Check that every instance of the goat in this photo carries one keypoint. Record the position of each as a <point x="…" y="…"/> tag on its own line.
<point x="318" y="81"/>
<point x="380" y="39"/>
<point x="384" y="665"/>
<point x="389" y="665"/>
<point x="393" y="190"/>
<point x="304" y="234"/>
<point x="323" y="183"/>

--- --- ---

### SHORT PROBLEM:
Rewrite the lines above, putting "sheep" wherever "goat" appears and keeping everything else the same.

### EXERCISE ANSWER:
Check that every instance of the sheep in this photo carries one keypoint. Record the position of each as a <point x="…" y="…"/> tag on its own line.
<point x="318" y="81"/>
<point x="380" y="39"/>
<point x="384" y="665"/>
<point x="389" y="665"/>
<point x="393" y="190"/>
<point x="304" y="234"/>
<point x="323" y="183"/>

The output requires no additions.